MISE EN PRATIQUE
• 1. Recopiez le passage du récit de la brouette en commençant à « C’est alors que, sans » et en terminant à « chocolat américain ! ».
• 2. Répondez aux questions suivantes sur le récit de la brouette.
(a) Où la brouette était-elle remisée ?
(b) De quoi la roue de la brouette était-elle constituée ?
(c) Qu'est-ce que le soldat allemand a apporté pour que la brouette puisse rouler ?

[EXTRAIT À LIRE]

C’est alors que, sans explication, il me fit signe de le suivre dans le jardin
de la propriété voisine…et me montra, remisée dans un petit cabanon, une
espèce de brouette dont on apercevait seulement les brancards dressés au
milieu d’objets divers. Avec le concours de cet allemand, je réussi à dégager
cette brouette de maçon pour m’apercevoir… trois fois hélas, que la roue,
constitué par un feuillard métallique et des rayons rivés, était à la
limite d’usure… Ce providentiel soldat allemand s’en était bien, lui
aussi, rendu compte. Aussi ne tarda t-il pas à m’apporter un avant train de
chariot « type alsacien » qui, placé sous la brouette (le timon
maintenu, à l’aide de mon ceinturon, à la ferme transversale constituait les
pieds de la brouette) permit à celle-ci de rouler ! Cela valait bien un
paquet de cigarettes américaines et une barre de chocolat américain !

[/EXTRAIT À LIRE]
[DONNÉES FOURNIES]

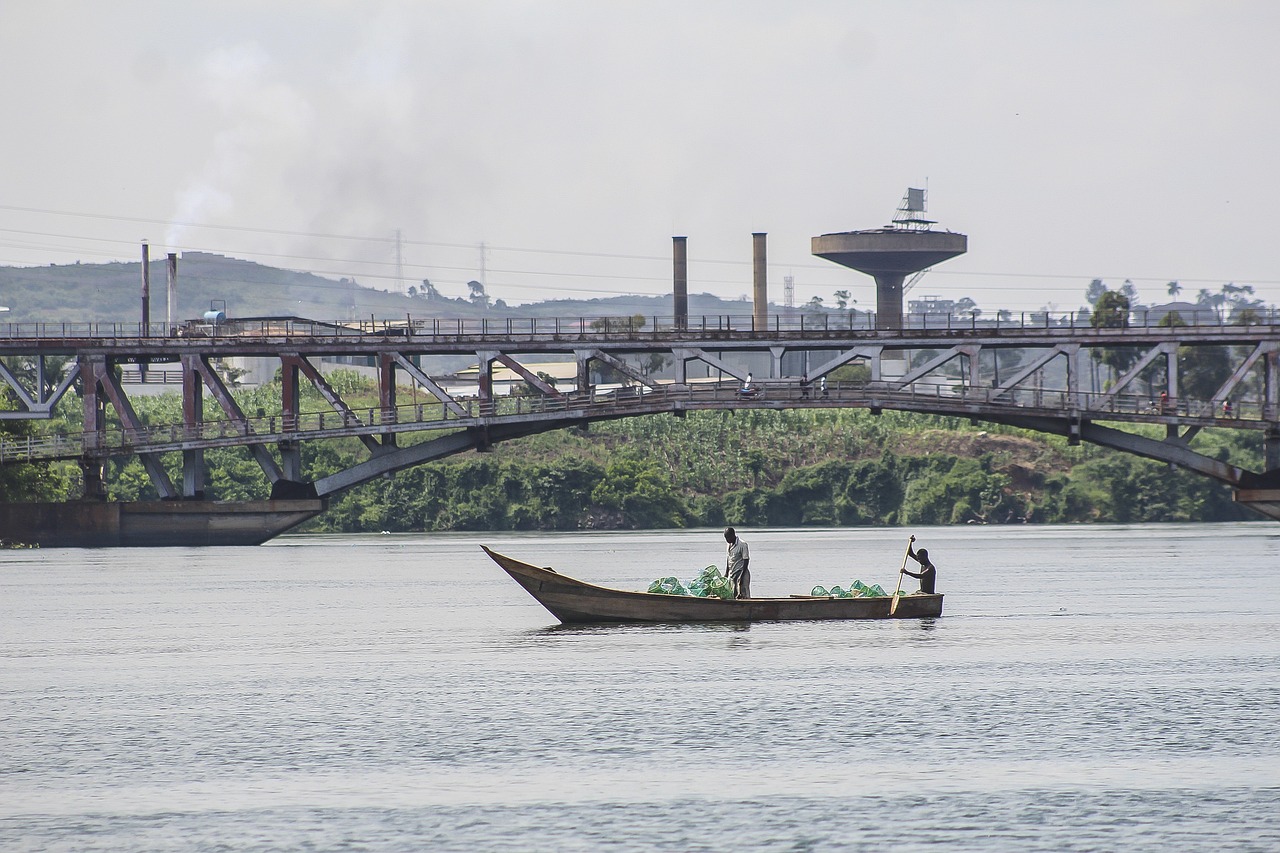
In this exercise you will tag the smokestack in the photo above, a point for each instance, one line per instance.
(146, 290)
(760, 296)
(173, 287)
(680, 276)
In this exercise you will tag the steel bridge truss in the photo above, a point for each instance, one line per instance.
(1057, 381)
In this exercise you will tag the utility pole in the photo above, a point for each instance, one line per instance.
(400, 264)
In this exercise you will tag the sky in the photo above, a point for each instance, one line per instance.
(552, 149)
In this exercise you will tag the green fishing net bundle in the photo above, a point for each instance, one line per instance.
(856, 589)
(708, 584)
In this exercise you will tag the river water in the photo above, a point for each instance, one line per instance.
(1088, 688)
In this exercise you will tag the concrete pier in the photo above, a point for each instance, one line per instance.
(101, 524)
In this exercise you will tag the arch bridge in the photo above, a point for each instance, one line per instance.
(1055, 374)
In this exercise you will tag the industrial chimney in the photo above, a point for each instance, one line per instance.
(680, 276)
(760, 290)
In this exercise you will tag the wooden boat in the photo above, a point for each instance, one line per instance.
(575, 601)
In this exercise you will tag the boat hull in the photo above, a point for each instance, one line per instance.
(572, 601)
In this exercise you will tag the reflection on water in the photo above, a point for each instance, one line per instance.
(403, 693)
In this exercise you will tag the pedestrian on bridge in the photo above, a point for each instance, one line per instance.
(736, 565)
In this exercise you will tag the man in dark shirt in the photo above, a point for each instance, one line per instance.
(928, 574)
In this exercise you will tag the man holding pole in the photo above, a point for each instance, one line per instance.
(928, 574)
(736, 565)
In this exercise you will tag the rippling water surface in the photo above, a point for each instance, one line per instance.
(1088, 688)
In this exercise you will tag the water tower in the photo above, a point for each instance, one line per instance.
(904, 247)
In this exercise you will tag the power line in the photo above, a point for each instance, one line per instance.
(485, 247)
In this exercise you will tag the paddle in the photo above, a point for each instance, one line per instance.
(892, 605)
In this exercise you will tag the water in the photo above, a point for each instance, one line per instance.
(1089, 688)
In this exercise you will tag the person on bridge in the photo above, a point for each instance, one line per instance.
(928, 573)
(736, 565)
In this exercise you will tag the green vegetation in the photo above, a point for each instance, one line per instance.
(746, 468)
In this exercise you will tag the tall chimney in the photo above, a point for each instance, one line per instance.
(146, 288)
(173, 287)
(760, 296)
(680, 276)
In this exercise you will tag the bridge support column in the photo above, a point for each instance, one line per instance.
(192, 420)
(387, 392)
(584, 370)
(95, 423)
(92, 479)
(291, 401)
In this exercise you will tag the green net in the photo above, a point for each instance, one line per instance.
(708, 584)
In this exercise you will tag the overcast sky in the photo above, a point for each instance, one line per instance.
(1070, 140)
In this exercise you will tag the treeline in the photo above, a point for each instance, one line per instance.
(746, 468)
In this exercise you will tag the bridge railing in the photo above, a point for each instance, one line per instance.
(954, 396)
(629, 327)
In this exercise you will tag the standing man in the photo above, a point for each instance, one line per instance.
(736, 565)
(928, 574)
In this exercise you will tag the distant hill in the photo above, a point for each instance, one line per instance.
(113, 292)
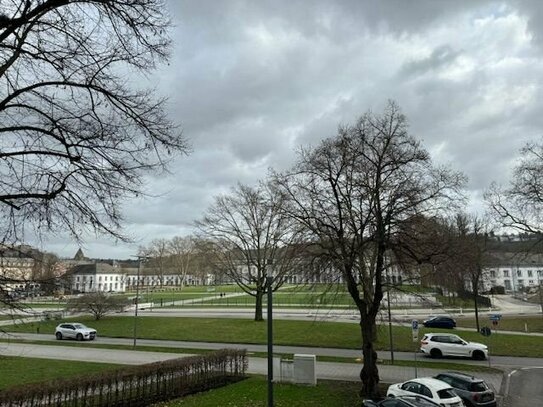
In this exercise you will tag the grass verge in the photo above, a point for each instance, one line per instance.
(286, 332)
(21, 370)
(253, 393)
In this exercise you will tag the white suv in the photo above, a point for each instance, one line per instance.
(438, 345)
(429, 388)
(75, 331)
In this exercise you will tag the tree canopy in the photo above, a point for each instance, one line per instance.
(78, 131)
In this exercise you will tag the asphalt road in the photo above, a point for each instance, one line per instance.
(523, 388)
(507, 362)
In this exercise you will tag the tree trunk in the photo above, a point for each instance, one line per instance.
(369, 373)
(258, 305)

[/DONNÉES FOURNIES]

RÉPONSES DANS L'ORDRE
• 1.
C’est alors que, sans explication, il me fit signe de le suivre dans le jardin
de la propriété voisine…et me montra, remisée dans un petit cabanon, une
espèce de brouette dont on apercevait seulement les brancards dressés au
milieu d’objets divers. Avec le concours de cet allemand, je réussi à dégager
cette brouette de maçon pour m’apercevoir… trois fois hélas, que la roue,
constitué par un feuillard métallique et des rayons rivés, était à la
limite d’usure… Ce providentiel soldat allemand s’en était bien, lui
aussi, rendu compte. Aussi ne tarda t-il pas à m’apporter un avant train de
chariot « type alsacien » qui, placé sous la brouette (le timon
maintenu, à l’aide de mon ceinturon, à la ferme transversale constituait les
pieds de la brouette) permit à celle-ci de rouler ! Cela valait bien un
paquet de cigarettes américaines et une barre de chocolat américain !

• 2.
(a) Dans un petit cabanon, dans le jardin de la propriété voisine.
(b) D'un feuillard métallique et de rayons rivés.
(c) Un avant-train de chariot « type alsacien ».